The records below must be output exactly, with no images carried over.

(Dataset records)
[Start of section]

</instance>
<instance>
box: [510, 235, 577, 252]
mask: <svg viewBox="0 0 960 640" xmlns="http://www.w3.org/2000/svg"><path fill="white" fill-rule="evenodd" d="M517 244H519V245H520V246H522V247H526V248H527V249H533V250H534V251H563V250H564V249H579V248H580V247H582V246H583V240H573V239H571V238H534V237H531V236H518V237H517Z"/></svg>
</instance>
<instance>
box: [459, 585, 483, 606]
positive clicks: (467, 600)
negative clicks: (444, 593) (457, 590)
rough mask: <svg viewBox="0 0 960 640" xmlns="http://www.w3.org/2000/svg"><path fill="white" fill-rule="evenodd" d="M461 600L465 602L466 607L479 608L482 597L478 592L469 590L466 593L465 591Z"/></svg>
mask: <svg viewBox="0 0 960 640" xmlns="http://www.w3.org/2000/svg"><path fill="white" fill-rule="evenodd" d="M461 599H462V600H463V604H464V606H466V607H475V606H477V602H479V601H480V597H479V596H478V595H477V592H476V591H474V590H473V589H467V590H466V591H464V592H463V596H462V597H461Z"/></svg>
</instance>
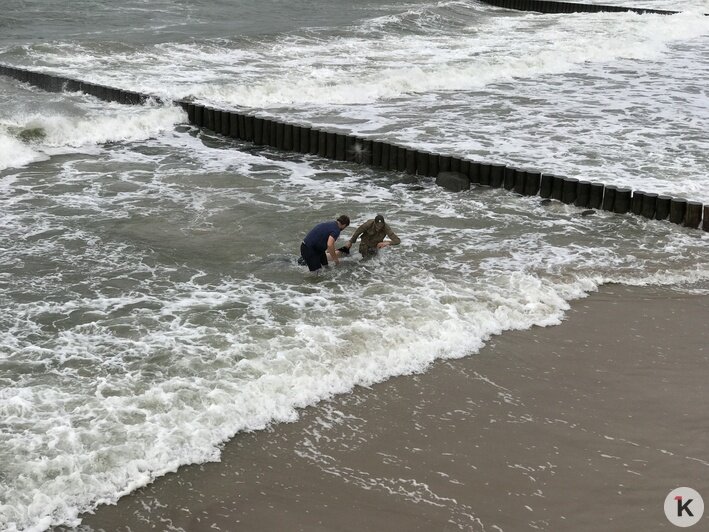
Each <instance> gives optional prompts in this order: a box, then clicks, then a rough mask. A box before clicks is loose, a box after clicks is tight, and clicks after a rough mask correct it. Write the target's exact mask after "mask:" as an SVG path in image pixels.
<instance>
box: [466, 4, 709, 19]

[End of section]

Solution for this problem.
</instance>
<instance>
box: [510, 235, 577, 252]
mask: <svg viewBox="0 0 960 640" xmlns="http://www.w3.org/2000/svg"><path fill="white" fill-rule="evenodd" d="M517 244H519V245H520V246H522V247H526V248H527V249H533V250H534V251H563V250H564V249H579V248H580V247H582V246H583V240H573V239H571V238H534V237H531V236H518V237H517Z"/></svg>
</instance>
<instance>
box: [459, 585, 483, 606]
positive clicks: (467, 600)
negative clicks: (444, 593) (457, 590)
rough mask: <svg viewBox="0 0 960 640" xmlns="http://www.w3.org/2000/svg"><path fill="white" fill-rule="evenodd" d="M461 600L465 602L466 607L479 608L482 597L478 592L469 590L466 593L465 591Z"/></svg>
mask: <svg viewBox="0 0 960 640" xmlns="http://www.w3.org/2000/svg"><path fill="white" fill-rule="evenodd" d="M461 599H462V600H463V604H464V606H466V607H475V606H477V602H479V601H480V597H479V596H478V595H477V592H476V591H474V590H473V589H467V590H466V591H464V592H463V596H462V597H461Z"/></svg>
</instance>
Each <instance> gives optional prompts in this order: a box, then clicks, then a rough mask. A box before clicks is loose, a box after clicks is tight, and clicks after a rough mask correct it. Write the target's exact mask after "mask:" as an SVG path in image pixels.
<instance>
box: [466, 4, 709, 19]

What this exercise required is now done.